═══ TEXTO
Losurdo: "A Geopolítica da internet"

"A Geopolítica da internet"
por Domenico Losurdo

Este texto foi publicado na revista Belfagor. Rassegna di varia umanità, dirigida por Carlo Ferdinando Russo, 31 Julho 2010, p. 489-494. Rome.

"Mas a Internet não é ela mesma a expressão da liberdade de expressão? Os que argumentam isto são só os menos dotados (e os menos escrupulosos). Na realidade – reconhece Douglas Paal, ex-colaborador de Reagan e de Bush sénior – a Internet é actualmente «gerada por uma ONG que não passa de uma emanação do Departamento do Comércio dos EUA». Mas trata-se apenas de comércio? O semanário alemão Die Zeit pede esclarecimentos a James Bamford, um dos maiores especialistas sobre os serviços secretos americanos: «Os chineses também receiam que empresas americanas como o Google sejam em última análise instrumentos dos serviços secretos americanos em território chinês. Será isso uma atitude paranóica?» «De modo nenhum» é a resposta imediata. Pelo contrário – acrescenta o especialista – até «organizações e instituições estrangeiras estão infiltradas» pelos serviços secretos americanos, que estão sempre em condições de interceptar comunicações telefónicas em todos os cantos do planeta e devem ser considerados como «os maiores piratas informáticos do mundo»."
══════
ENUNCIADO 1
Indique se cada afirmação concorda com o texto sobre a geopolítica da internet, respondendo sim ou não e citando as palavras do texto que decidem: (a) Douglas Paal trabalhou com Reagan e com Bush sénior. (b) James Bamford considera paranoica a desconfiança dos chineses em relação ao Google. (c) O texto saiu originalmente no semanário Die Zeit.
ENUNCIADO 2
Prossiga o texto sobre a geopolítica da internet a partir da última frase apresentada.
═══ DADOS FORNECIDOS
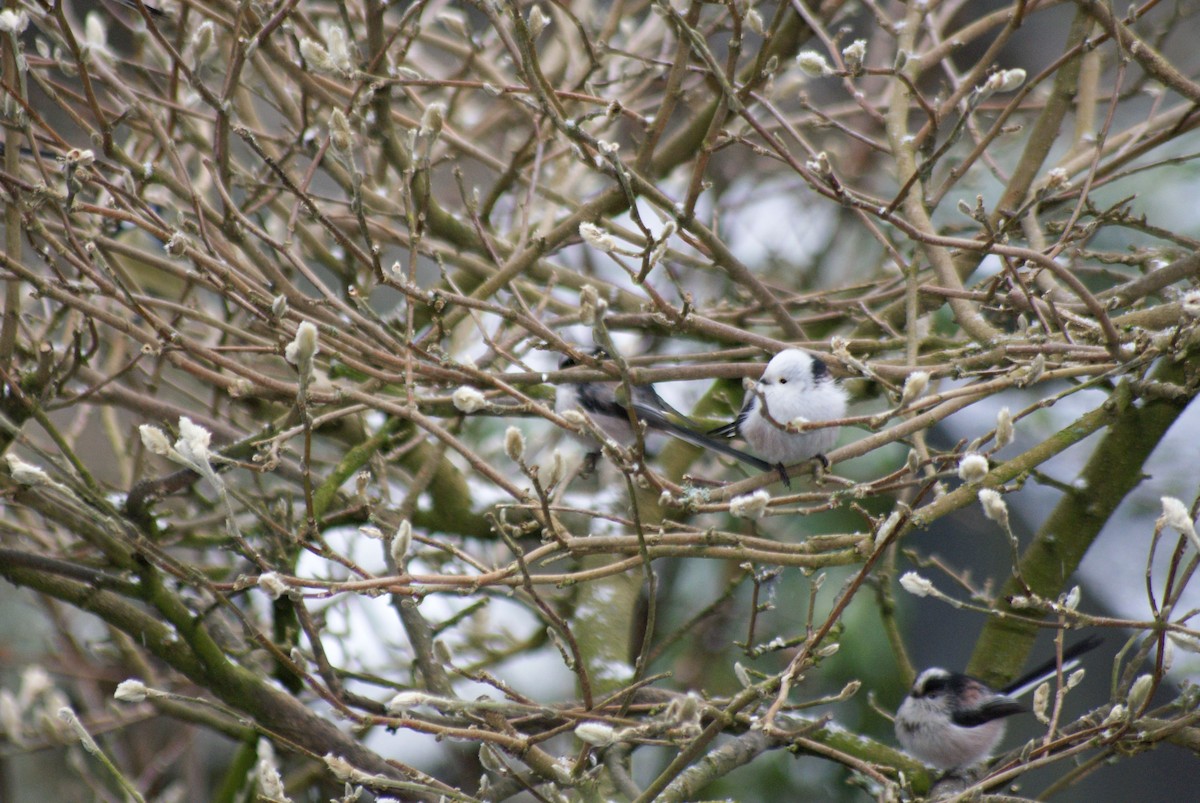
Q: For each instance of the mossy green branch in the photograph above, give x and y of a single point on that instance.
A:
(271, 709)
(1114, 469)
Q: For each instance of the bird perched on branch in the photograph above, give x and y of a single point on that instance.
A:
(953, 721)
(796, 387)
(607, 406)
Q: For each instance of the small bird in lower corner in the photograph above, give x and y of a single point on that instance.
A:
(953, 721)
(606, 405)
(795, 385)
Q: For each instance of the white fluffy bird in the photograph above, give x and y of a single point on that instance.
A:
(954, 721)
(606, 405)
(795, 385)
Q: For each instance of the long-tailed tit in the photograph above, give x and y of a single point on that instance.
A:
(606, 406)
(795, 385)
(953, 721)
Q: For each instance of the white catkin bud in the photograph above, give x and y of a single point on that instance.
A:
(1057, 179)
(1139, 693)
(588, 300)
(1041, 702)
(595, 733)
(751, 505)
(13, 22)
(598, 238)
(371, 532)
(303, 347)
(432, 119)
(556, 468)
(193, 441)
(753, 21)
(537, 22)
(67, 715)
(273, 585)
(1191, 303)
(270, 784)
(406, 701)
(813, 64)
(514, 444)
(1037, 367)
(401, 543)
(317, 57)
(27, 473)
(1003, 427)
(913, 387)
(888, 526)
(1179, 517)
(973, 467)
(1005, 81)
(468, 400)
(131, 690)
(855, 54)
(340, 49)
(341, 137)
(820, 165)
(575, 418)
(916, 585)
(994, 507)
(341, 768)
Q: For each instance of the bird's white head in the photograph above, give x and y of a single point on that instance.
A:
(796, 369)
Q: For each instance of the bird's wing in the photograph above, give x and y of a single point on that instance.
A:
(735, 427)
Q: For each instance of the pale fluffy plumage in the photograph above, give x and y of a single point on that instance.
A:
(927, 727)
(953, 721)
(604, 405)
(793, 385)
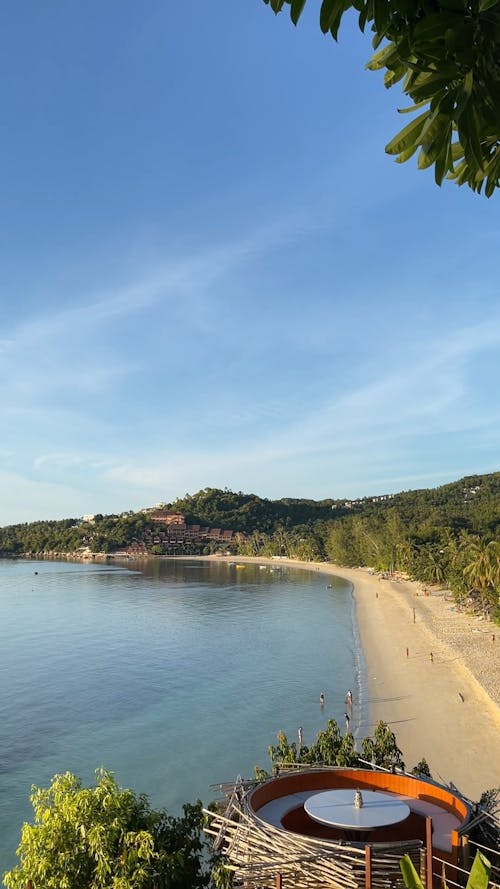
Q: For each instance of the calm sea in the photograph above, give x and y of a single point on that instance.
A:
(173, 674)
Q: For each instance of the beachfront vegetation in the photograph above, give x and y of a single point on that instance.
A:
(104, 836)
(332, 748)
(448, 536)
(444, 53)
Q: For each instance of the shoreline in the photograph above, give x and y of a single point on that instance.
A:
(444, 709)
(432, 672)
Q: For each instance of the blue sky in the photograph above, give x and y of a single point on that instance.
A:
(212, 274)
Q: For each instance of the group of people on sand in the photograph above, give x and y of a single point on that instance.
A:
(347, 714)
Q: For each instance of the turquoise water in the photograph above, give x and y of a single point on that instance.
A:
(175, 675)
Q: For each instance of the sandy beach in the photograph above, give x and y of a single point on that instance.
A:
(444, 708)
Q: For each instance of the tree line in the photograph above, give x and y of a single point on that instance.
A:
(448, 535)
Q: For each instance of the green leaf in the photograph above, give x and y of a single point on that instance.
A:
(408, 136)
(327, 14)
(296, 9)
(383, 58)
(405, 155)
(410, 877)
(412, 107)
(479, 873)
(484, 5)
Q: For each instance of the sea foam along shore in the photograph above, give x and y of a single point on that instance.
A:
(444, 708)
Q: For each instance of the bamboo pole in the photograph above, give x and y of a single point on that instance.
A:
(428, 846)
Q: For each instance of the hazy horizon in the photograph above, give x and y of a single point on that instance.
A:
(212, 274)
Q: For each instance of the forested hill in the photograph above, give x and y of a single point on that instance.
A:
(472, 503)
(448, 535)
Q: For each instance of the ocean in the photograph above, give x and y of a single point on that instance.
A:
(175, 675)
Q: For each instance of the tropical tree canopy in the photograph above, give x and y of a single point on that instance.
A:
(446, 55)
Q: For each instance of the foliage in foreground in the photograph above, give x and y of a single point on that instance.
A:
(105, 837)
(332, 748)
(446, 55)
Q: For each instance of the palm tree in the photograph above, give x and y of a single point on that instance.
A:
(482, 569)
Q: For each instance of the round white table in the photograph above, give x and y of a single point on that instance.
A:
(336, 809)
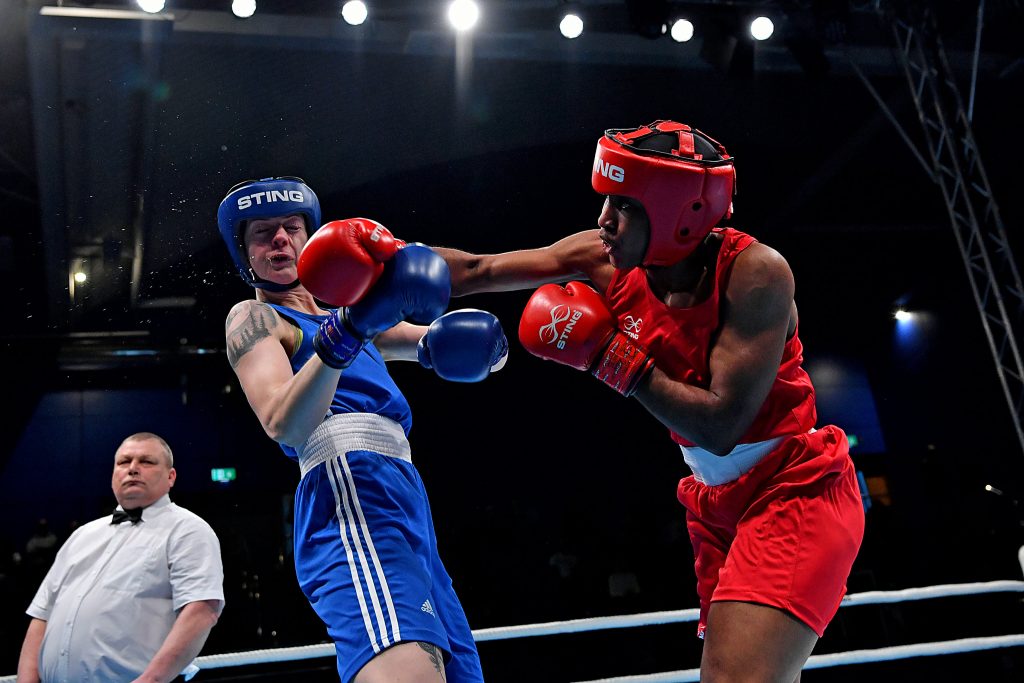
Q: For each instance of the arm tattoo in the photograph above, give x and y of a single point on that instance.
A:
(244, 336)
(435, 656)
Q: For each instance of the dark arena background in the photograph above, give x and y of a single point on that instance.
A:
(878, 146)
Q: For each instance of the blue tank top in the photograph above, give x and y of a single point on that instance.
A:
(365, 386)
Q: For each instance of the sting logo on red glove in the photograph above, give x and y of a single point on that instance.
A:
(549, 333)
(576, 321)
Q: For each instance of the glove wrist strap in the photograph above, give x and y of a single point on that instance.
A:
(336, 344)
(624, 365)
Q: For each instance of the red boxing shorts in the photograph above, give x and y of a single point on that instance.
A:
(783, 535)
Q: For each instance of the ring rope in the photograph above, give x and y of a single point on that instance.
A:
(677, 616)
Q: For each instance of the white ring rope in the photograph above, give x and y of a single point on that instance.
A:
(681, 615)
(851, 656)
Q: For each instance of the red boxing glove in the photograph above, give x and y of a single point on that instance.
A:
(572, 326)
(344, 258)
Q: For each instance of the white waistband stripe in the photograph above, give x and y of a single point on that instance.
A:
(353, 431)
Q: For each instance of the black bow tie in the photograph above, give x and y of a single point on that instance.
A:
(124, 515)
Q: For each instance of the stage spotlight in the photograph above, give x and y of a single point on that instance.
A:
(682, 31)
(243, 8)
(724, 49)
(152, 6)
(463, 14)
(648, 17)
(570, 26)
(762, 28)
(354, 12)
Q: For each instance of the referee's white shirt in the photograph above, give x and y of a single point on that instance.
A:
(114, 592)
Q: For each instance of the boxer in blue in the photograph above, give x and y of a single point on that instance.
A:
(366, 555)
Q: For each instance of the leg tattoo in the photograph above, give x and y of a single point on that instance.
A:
(435, 656)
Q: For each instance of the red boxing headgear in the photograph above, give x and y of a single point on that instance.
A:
(685, 188)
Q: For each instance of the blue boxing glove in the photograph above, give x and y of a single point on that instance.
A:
(416, 286)
(464, 345)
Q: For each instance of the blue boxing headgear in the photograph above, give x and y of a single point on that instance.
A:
(266, 198)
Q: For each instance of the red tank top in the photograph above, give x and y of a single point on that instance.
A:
(679, 340)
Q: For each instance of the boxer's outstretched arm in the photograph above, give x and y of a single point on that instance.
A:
(578, 256)
(743, 361)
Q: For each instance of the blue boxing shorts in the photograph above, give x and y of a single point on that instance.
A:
(366, 554)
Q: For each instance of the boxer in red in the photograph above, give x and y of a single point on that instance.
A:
(698, 324)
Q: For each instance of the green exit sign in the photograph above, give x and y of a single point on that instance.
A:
(222, 474)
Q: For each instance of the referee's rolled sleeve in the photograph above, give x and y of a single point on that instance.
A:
(195, 565)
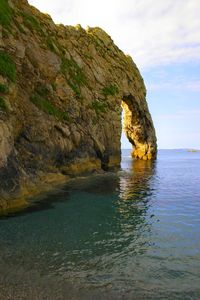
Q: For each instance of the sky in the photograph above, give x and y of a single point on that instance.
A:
(163, 38)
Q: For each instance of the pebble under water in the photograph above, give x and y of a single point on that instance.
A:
(130, 234)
══════
RESULTADO 1
(a) Sim: "ex-colaborador de Reagan e de Bush sénior".
(b) Não: "«De modo nenhum» é a resposta imediata".
(c) Não: "Este texto foi publicado na revista Belfagor".

RESULTADO 2
O Google desafia o governo da República Popular da China: a grande imprensa de «informação» aplaudiu sem reservas o rigor moral e a coragem duma multinacional disposta a pagar caro em termos económicos para não se submeter às imposições da censura e reafirmar o direito humano à livre informação. Na verdade, embora de modo muito reduzido, também se fizeram ouvir algumas vozes apelando a uma maior prudência: teria havido apenas nobres motivações para explicar a posição do Google ou também haveria considerações de outra natureza? O grandioso gesto podia ser apenas um golpe de teatro numa habilidosa campanha de relações públicas: virar as costas desassombradamente a um mercado, embora prometedor, mas em que a concorrência local é feroz e conquistadora, pode vir a ser benéfico para a imagem e para os lucros da multinacional americana, abrindo-lhe o caminho para uma expansão noutros países e a nível mundial… E assim, no cenário traçado na Itália pelos órgãos de imprensa mais «não-conformistas», o cálculo utilitário aparece ao lado dos direitos do homem. A geopolítica, pelo contrário, continua a estar ausente, apesar de, para um observador mais atento, ser ela o autêntico protagonista.

Para o verificarmos, demos um salto atrás de cerca de sessenta anos e concentremo-nos num incidente, reconstruído aqui a partir dum recente artigo de Alessandra Farkas no Corriere della Sera.

Uma misteriosa epidemia de loucura colectiva”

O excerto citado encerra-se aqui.